— START Provided data —
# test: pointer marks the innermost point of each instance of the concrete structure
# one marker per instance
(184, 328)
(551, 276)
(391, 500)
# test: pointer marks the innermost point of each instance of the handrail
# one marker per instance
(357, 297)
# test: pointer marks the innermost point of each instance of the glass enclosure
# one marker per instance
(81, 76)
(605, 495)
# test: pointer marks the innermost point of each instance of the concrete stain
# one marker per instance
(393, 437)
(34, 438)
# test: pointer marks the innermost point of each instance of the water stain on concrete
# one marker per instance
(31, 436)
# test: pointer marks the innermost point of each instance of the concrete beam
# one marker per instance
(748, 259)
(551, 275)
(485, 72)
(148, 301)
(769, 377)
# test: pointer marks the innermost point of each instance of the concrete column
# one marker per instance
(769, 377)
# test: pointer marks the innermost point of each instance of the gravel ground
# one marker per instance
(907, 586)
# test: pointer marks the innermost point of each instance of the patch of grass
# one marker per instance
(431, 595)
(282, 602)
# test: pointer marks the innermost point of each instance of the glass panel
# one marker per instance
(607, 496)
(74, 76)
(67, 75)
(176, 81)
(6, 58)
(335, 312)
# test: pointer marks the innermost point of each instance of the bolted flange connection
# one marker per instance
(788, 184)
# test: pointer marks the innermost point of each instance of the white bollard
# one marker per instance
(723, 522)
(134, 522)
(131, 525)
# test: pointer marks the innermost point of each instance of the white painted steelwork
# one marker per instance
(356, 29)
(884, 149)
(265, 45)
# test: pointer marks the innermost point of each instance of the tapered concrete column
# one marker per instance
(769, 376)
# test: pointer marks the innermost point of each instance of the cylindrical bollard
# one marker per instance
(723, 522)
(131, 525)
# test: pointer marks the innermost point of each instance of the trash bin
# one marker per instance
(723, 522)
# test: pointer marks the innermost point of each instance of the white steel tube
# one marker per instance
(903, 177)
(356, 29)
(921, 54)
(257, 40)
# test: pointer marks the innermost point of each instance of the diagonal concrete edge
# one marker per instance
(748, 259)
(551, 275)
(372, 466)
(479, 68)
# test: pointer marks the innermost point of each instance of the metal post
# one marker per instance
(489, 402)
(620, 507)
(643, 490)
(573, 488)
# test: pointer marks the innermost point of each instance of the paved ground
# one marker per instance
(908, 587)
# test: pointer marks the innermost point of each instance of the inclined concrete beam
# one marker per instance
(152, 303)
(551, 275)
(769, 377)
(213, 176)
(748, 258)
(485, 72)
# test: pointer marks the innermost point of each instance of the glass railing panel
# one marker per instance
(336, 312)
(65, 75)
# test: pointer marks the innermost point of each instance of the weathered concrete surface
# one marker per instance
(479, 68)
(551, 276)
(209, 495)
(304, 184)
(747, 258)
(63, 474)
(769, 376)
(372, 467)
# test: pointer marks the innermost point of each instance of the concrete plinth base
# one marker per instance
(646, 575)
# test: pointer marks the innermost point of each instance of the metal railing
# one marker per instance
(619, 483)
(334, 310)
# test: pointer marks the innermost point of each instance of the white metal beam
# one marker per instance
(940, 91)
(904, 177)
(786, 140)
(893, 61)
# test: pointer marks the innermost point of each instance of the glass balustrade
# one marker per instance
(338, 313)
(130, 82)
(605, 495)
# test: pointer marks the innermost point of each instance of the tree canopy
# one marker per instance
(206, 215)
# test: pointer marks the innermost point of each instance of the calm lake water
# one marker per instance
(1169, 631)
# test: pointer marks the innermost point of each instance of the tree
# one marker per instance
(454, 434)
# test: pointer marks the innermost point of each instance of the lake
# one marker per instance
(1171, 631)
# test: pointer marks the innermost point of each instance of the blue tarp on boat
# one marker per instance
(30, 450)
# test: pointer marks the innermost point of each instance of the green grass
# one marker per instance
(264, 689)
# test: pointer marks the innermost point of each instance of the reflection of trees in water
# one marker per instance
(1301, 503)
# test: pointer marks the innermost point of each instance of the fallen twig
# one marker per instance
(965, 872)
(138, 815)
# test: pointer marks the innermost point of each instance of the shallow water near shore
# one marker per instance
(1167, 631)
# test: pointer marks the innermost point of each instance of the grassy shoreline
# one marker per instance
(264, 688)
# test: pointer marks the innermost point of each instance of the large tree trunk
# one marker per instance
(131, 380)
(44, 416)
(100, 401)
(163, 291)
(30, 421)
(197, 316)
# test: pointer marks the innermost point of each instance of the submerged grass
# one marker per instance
— END Provided data —
__Request__. Please rewrite all the records above, changing every "innermost point" to "center point" and keeping everything else the same.

__Problem solution__.
# test: pointer marks the center point of each instance of the concrete structure
# one marker per instance
(184, 328)
(551, 276)
(391, 500)
# test: pointer marks the center point of each instance of the handrail
# one marker per instance
(357, 297)
# test: pointer marks the center point of each instance of the glass enclosure
# one marker per instance
(81, 76)
(605, 495)
# test: pointer marks the center point of each instance of the concrete stain
# one marker per instance
(393, 437)
(34, 438)
# test: pointer marks the center point of each instance of the water stain on concrete
# one marker per instance
(31, 436)
# test: pointer marks the center point of each instance of the concrete beam
# one marker per instance
(748, 259)
(551, 275)
(485, 72)
(148, 301)
(769, 377)
# test: pointer marks the center point of each instance of the concrete column
# one marker per instance
(769, 377)
# test: pointer marks the center point of each instance of the gravel ground
# one marker per instance
(907, 586)
# test: pointer marks the center point of each instance of the patch of grass
# one marker per instance
(431, 595)
(282, 602)
# test: pointer marks the center point of each instance of the glass panel
# one marker per instance
(607, 496)
(74, 76)
(67, 75)
(176, 81)
(6, 58)
(335, 312)
# test: pointer marks the center point of each instance of the bolted flange connection
# one marker per instance
(788, 184)
# test: pointer marks the center point of each instance of the white bollard
# one marker per instance
(723, 522)
(134, 522)
(131, 525)
# test: pointer marks the center point of each instance of the white painted steelwork
# one marker per instance
(356, 29)
(884, 149)
(265, 45)
# test: pointer marks the center point of each instance of the tapered concrete column
# one marker per instance
(769, 376)
# test: pointer marks the center point of each instance of the cylindrical bollard
# one marker per instance
(723, 522)
(131, 525)
# test: pointer marks the center point of each instance of the trash bin
# one marker per instance
(723, 522)
# test: pointer marks the center point of each instance of the white steel tube
# one marker per instance
(903, 177)
(356, 29)
(921, 54)
(257, 40)
# test: pointer marks the center point of each instance of the diagonal concrete edge
# one marker per instance
(748, 259)
(551, 275)
(372, 466)
(479, 68)
# test: pointer marks the center point of each instance of the metal post
# one marker per instance
(489, 402)
(620, 507)
(643, 490)
(573, 488)
# test: pointer marks the center point of each instance of the paved ground
# one marker per instance
(908, 587)
# test: pointer marks the center point of each instance of the inclined concrete beam
# one marker per instance
(152, 303)
(551, 275)
(769, 377)
(213, 176)
(748, 258)
(485, 72)
# test: pointer marks the center point of each instance of the glass railing panel
# one marker per instance
(336, 312)
(65, 75)
# test: pointer marks the center point of each instance of the weathered concrete surface
# one marker per instance
(479, 68)
(551, 276)
(209, 495)
(304, 184)
(747, 258)
(63, 474)
(769, 376)
(372, 467)
# test: pointer marks the center point of each instance of the concrete plinth base
# one marker per instance
(646, 575)
# test: pointer marks the center point of each instance of the metal railing
# one marker per instance
(619, 483)
(334, 310)
# test: pointer marks the center point of each instance of the white metal beam
# one marker per instance
(940, 91)
(904, 177)
(786, 140)
(893, 61)
# test: pointer marks the center point of each instance of the glass balustrade
# one marker per instance
(338, 313)
(130, 82)
(605, 495)
# test: pointer marks the center point of each instance of the tree canopy
# one marker per instance
(206, 215)
# test: pointer marks the center point of each instance of the calm lake water
# one marker per instance
(1169, 631)
# test: pointer marks the center point of each instance of the tree
# one marker per instance
(454, 434)
# test: pointer marks the center point of each instance of the lake
# one marker per instance
(1171, 631)
# test: pointer marks the center point of each instance of the blue tarp on boat
# one marker per instance
(30, 450)
# test: pointer marks the center point of each instance of the green grass
# one marker per instance
(264, 689)
# test: pointer marks the center point of each instance of the reflection of trees in water
# one marker per instance
(1301, 503)
# test: pointer marks the center point of each instance of the fallen twig
# one marker per instance
(965, 872)
(138, 815)
# test: pointer marks the center point of each instance of the shallow water near shore
# one marker per instance
(1167, 631)
# test: pointer marks the center point of each instance of the grassy shoreline
# one marker per instance
(264, 688)
# test: pointer marks the center point of each instance of the large tree trunk
# one marker per instance
(131, 380)
(44, 416)
(100, 401)
(163, 291)
(30, 421)
(197, 316)
# test: pointer marks the center point of each instance of the submerged grass
# one marker per instance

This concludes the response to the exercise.